*Azione richiesta A*:
Riporta alla lettera il brano del testo sulle carceri che comincia con "Delle persone detenute" e prosegue fino a "elemento di approfondimento.".
*Azione richiesta B*:
In base al testo sulle carceri, rispondi a ciascuna domanda su una riga:
(i) Chi ha organizzato la "Maratona oratoria"?
(ii) Qual è la media di detenuti ogni 100 posti nelle carceri italiane?
(iii) Quante persone vivono nelle carceri italiane secondo il testo?
*Azione richiesta C*:
Trasforma in un elenco puntato il paragrafo del testo sulle carceri che inizia con "Le carceri italiane sono infatti", conservandone i dati principali.

*Testo di riferimento*:
......

Diritti

Le parole di Vasco mi permettono di fare una riflessione sulle carceri e sulla loro abolizione

Delle persone detenute nelle nostre carceri e delle loro condizioni si parla sempre troppo poco e allora, se Vasco Rossi fa un videomessaggio di pochi minuti, rivolto direttamente a loro, per loro, in occasione della “Maratona oratoria” organizzata dalla Camera penale di Bologna, io penso che si debba cogliere questo gesto e farlo diventare elemento di approfondimento.

Le carceri italiane sono infatti tra le più sovraffollate dell’Unione europea e, sulla situazione dei penitenziari, l’Italia registra dati migliori solo della Turchia (!!!), con una media di 120 detenuti ogni 100 posti contro i 127 delle carceri turche, nonché il più alto tasso percentuale di over 50. Ci sono i numeri, ma soprattutto ci sono le persone, oltre 53mila, che vivono una condizione di estremo disagio, certamente aumentato con l’inizio e il perdurare della pandemia.

......

*Estratti dei dati*:
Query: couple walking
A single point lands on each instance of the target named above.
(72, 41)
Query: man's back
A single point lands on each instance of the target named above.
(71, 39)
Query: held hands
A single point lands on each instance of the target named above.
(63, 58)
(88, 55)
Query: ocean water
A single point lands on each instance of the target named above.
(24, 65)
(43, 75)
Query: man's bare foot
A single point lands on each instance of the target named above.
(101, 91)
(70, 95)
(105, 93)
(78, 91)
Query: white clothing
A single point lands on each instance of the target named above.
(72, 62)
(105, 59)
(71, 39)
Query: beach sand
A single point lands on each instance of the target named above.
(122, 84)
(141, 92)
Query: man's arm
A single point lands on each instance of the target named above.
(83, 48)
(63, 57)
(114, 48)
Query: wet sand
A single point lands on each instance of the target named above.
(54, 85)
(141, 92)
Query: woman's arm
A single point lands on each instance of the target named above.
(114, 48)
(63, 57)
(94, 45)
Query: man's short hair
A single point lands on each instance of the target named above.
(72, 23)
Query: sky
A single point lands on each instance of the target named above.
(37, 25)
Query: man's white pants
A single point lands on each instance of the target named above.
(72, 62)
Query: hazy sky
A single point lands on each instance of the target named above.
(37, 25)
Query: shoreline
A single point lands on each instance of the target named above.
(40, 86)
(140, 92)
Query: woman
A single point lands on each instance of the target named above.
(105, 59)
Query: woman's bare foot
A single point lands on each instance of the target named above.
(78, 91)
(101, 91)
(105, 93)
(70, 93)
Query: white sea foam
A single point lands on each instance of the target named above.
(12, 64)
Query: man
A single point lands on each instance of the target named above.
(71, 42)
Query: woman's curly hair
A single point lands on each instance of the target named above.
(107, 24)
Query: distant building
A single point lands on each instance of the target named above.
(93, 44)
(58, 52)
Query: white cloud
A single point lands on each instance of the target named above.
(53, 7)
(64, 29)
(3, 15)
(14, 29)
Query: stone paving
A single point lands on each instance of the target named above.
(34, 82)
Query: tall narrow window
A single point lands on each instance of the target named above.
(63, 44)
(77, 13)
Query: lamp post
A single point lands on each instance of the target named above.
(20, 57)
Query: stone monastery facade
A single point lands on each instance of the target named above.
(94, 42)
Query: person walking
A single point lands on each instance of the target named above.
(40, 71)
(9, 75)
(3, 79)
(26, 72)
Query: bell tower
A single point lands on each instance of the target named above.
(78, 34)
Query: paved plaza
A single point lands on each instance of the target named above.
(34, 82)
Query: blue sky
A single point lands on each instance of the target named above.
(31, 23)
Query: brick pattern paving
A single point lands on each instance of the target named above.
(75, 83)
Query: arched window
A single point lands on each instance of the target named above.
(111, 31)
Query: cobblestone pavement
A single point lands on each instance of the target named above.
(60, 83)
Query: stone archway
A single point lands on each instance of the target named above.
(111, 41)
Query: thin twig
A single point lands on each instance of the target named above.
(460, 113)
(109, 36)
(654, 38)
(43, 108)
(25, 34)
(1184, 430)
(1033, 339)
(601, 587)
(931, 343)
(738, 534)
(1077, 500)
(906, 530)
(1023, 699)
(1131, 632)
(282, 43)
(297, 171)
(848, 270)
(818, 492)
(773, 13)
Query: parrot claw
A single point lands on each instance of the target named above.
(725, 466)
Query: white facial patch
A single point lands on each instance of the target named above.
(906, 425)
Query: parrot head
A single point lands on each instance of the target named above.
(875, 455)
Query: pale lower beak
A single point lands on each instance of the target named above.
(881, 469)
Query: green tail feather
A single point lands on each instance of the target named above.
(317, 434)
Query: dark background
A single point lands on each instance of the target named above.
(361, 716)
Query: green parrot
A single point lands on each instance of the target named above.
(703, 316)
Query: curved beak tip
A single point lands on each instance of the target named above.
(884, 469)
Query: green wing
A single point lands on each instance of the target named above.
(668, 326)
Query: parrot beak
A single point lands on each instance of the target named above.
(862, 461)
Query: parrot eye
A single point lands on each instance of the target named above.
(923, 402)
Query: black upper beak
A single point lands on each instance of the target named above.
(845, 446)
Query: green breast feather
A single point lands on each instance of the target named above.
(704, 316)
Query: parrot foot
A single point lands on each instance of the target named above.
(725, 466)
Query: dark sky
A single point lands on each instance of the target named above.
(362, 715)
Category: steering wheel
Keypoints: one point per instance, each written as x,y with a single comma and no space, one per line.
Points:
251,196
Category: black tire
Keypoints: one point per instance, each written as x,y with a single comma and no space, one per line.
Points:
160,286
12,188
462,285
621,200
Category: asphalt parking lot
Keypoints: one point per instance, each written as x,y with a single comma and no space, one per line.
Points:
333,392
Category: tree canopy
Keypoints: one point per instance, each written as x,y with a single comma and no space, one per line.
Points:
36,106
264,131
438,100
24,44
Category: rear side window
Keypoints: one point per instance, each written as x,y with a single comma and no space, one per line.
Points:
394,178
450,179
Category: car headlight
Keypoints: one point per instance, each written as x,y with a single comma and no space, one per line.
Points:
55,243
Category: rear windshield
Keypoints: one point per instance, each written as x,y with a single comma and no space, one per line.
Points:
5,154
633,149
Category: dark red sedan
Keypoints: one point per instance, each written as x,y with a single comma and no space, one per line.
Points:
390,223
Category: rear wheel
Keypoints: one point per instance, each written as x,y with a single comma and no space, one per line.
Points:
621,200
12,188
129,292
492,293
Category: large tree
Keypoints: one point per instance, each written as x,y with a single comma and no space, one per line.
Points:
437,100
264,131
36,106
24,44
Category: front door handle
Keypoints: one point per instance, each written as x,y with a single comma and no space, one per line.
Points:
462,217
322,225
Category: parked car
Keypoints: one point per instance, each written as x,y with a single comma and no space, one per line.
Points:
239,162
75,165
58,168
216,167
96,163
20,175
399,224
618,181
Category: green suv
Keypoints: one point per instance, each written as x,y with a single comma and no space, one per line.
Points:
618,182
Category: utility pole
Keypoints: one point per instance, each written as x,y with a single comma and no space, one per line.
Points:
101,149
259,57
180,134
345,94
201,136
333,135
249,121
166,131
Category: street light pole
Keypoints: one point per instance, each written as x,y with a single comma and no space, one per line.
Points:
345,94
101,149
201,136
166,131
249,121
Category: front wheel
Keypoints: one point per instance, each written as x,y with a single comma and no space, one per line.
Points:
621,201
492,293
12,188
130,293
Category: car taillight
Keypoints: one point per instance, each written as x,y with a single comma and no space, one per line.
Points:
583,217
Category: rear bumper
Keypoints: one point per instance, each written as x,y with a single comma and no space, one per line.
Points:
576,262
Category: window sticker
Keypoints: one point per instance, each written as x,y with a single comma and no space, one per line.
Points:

......

*Risposta al compito A*:
Delle persone detenute nelle nostre carceri e delle loro condizioni si parla sempre troppo poco e allora, se Vasco Rossi fa un videomessaggio di pochi minuti, rivolto direttamente a loro, per loro, in occasione della “Maratona oratoria” organizzata dalla Camera penale di Bologna, io penso che si debba cogliere questo gesto e farlo diventare elemento di approfondimento.

*Risposta al compito B*:
(i) La Camera penale di Bologna.
(ii) 120 detenuti ogni 100 posti.
(iii) Oltre 53mila.

*Risposta al compito C*:
- Le carceri italiane sono tra le più sovraffollate dell'Unione europea.
- L'Italia registra dati migliori solo della Turchia: 120 detenuti ogni 100 posti contro 127.
- L'Italia ha il più alto tasso percentuale di detenuti over 50.
- Oltre 53mila persone vivono in condizioni di estremo disagio, aumentato con l'inizio e il perdurare della pandemia.